#### Assignment:
The records below are to be set down word for word, with every picture left out.
--- Material provided ---
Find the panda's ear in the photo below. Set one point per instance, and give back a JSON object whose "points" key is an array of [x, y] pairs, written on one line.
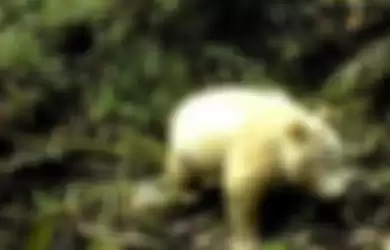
{"points": [[298, 131], [328, 114]]}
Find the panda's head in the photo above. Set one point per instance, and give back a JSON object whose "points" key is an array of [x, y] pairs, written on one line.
{"points": [[312, 155]]}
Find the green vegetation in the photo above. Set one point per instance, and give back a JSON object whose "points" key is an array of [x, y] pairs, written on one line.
{"points": [[86, 87]]}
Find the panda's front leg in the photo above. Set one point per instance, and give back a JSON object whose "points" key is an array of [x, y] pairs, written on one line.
{"points": [[244, 184]]}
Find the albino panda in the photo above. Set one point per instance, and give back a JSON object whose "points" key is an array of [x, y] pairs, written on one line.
{"points": [[242, 138]]}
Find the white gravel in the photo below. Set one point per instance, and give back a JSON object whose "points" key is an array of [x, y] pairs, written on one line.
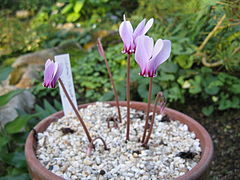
{"points": [[65, 154]]}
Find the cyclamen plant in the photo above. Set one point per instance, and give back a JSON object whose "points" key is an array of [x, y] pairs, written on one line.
{"points": [[147, 55]]}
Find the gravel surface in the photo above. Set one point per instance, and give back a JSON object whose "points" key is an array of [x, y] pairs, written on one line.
{"points": [[63, 147]]}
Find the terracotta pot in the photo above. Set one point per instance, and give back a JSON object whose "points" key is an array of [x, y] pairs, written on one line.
{"points": [[200, 171]]}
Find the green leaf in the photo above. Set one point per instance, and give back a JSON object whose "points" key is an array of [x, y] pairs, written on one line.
{"points": [[212, 90], [72, 17], [166, 77], [195, 85], [7, 97], [235, 88], [207, 111], [67, 8], [19, 123], [107, 96], [78, 6], [169, 67], [185, 61], [4, 73], [18, 177], [3, 141]]}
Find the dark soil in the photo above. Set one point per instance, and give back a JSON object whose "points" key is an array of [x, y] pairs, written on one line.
{"points": [[224, 128]]}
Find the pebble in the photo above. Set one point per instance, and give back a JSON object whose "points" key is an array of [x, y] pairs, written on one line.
{"points": [[65, 154]]}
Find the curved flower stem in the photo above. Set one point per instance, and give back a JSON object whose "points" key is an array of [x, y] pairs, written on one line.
{"points": [[76, 111], [128, 97], [91, 146], [102, 53], [159, 95], [148, 108]]}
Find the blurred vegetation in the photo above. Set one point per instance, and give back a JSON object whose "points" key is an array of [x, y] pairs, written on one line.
{"points": [[204, 65]]}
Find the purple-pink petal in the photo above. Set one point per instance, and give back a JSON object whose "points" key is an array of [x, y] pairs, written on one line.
{"points": [[48, 72], [161, 57], [126, 34], [57, 74], [148, 26], [139, 29], [143, 51], [52, 72]]}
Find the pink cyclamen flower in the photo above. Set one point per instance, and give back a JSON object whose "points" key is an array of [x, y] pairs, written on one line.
{"points": [[52, 73], [150, 56], [129, 36]]}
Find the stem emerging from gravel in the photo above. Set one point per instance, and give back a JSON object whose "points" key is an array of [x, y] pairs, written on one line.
{"points": [[128, 96], [102, 53], [148, 108], [76, 111], [91, 146], [159, 95]]}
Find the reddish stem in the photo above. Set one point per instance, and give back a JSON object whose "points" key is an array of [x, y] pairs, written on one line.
{"points": [[91, 146], [76, 111], [159, 95], [102, 53], [148, 108], [128, 97]]}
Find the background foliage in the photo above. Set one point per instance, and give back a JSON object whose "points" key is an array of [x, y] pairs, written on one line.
{"points": [[203, 68]]}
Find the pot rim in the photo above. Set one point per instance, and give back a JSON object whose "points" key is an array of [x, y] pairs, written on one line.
{"points": [[201, 133]]}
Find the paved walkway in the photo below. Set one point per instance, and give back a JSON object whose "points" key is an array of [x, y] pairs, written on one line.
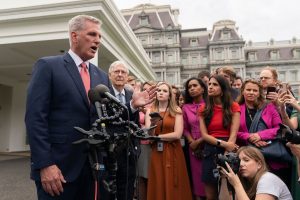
{"points": [[15, 183]]}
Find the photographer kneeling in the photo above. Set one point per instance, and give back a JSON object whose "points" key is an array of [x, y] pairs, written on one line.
---
#### Response area:
Find the panda's ear in the photo below. Set one point per instance, and give back a JSON object whose "points" key is an array of [x, y] pairs, written on one line.
{"points": [[298, 131], [328, 114]]}
Find the panda's head in the photo above. Set one point per instance, and give back a JSON object whose "points" key is an array of [x, y] pairs, written on one line.
{"points": [[312, 155]]}
Find the green vegetation in the photo above. Set one point per instance, and give back a JSON object whose "points" key is an array of [x, y] pairs, written on one line.
{"points": [[86, 87]]}
Find the panda's front leg in the photo above. Set one point per instance, and give back a JSON object whose "points" key is an array of [x, y] pairs, written on one line.
{"points": [[244, 184]]}
Find the albino panda in the photo above. Set one point per instance, and give back a JSON object whose "points" key is an array of [x, y] pairs, written on one line.
{"points": [[242, 138]]}
Find the white gravel in the photo below. Set one point per instance, and give back a JSON object whose "points" key is an array of [x, y] pairs, written on one line.
{"points": [[65, 154]]}
Find the cyclamen plant in the photo above. Set one point per instance, and give back a JSON object whose "points" key is an array of [x, y] pairs, written on one line.
{"points": [[147, 55]]}
Find the gravel surface in the photo above. Set one point per instance, and give back a JSON object whose "points" key is an array of [x, y] pairs, written on one line.
{"points": [[63, 147]]}
Find the terracotta pot in the photo above. Set one point per instance, and give back a JSON object whose "points" key is an array of [x, y] pairs, written on one line.
{"points": [[200, 171]]}
Find the green leaf in the photo above. Set one point per instance, and give back a JSON object whose "points" key is an array of [x, y] pairs, written on one line.
{"points": [[212, 90], [72, 17], [166, 77], [195, 85], [7, 97], [235, 88], [207, 111], [67, 8], [19, 123], [107, 96], [78, 6], [169, 67], [185, 61], [4, 73], [18, 177], [3, 141]]}
Find the dark soil in the photo above. Set one point per instance, and give back a JSON object whose "points" key is an array of [x, y] pairs, written on one line.
{"points": [[224, 128]]}
Find the pebble in the photo above. Set one point per instance, and give back a JSON object whose "points" key is an array of [x, y] pairs, written on one line.
{"points": [[65, 154]]}
Find the curved flower stem in the photo above. Set one point per instance, and give back a JSON object whose "points" key is an array of [x, y] pairs, written on one line.
{"points": [[76, 111], [128, 97], [91, 146], [102, 53], [159, 95], [148, 108]]}
Find the blurred vegetation in the photo above. Set one point per instance, and give back a JSON object whose "points" key is an array of [x, y] pairs, written on one line.
{"points": [[204, 65]]}
Find the purple-pink petal in the photo above. Set one point per instance, and give back a JSON object whose "points" key is an array of [x, y] pairs, written on one line.
{"points": [[48, 72], [161, 57], [126, 34], [57, 74], [148, 26], [139, 29], [143, 51], [52, 72]]}
Find the pink cyclamen flower in the photo above. Set one point per instance, and give back a JSON object whose "points" key is an array of [x, y] pairs, written on one line.
{"points": [[52, 73], [150, 56], [129, 36]]}
Find the stem emerging from gravel in the photo above. Set one point per instance, and give back a JSON object whose "points" key is an array of [x, y] pairs, written on one line.
{"points": [[128, 96], [102, 53], [148, 108], [76, 111], [91, 146], [159, 95]]}
Find the reddish stem in the photo above. Set one point per instance, and give back a JSON object whose "points" key is an array of [x, y] pairs, written on one line.
{"points": [[91, 146], [76, 111], [159, 95], [102, 53], [148, 108], [128, 97]]}
Find the background foliage in the photo above. Set one point per instance, and give back a JSON object whose "points" key is an array of [x, y] pairs, written on one line.
{"points": [[203, 68]]}
Find the pot rim in the photo above. Set one point per instance, and give back a JSON object whose "points" key is an array of [x, y] pairs, written on one line.
{"points": [[201, 133]]}
Find the paved walkway in the photo below. Set one point per instance, and give back a JSON object whose "points" key is an array of [x, y] pairs, written on one line.
{"points": [[15, 183]]}
Find the photographer kneeling in the photo above. Set one point per instance, and give back a JSON object whose "points" key is an array of [x, y] pairs, written on one line.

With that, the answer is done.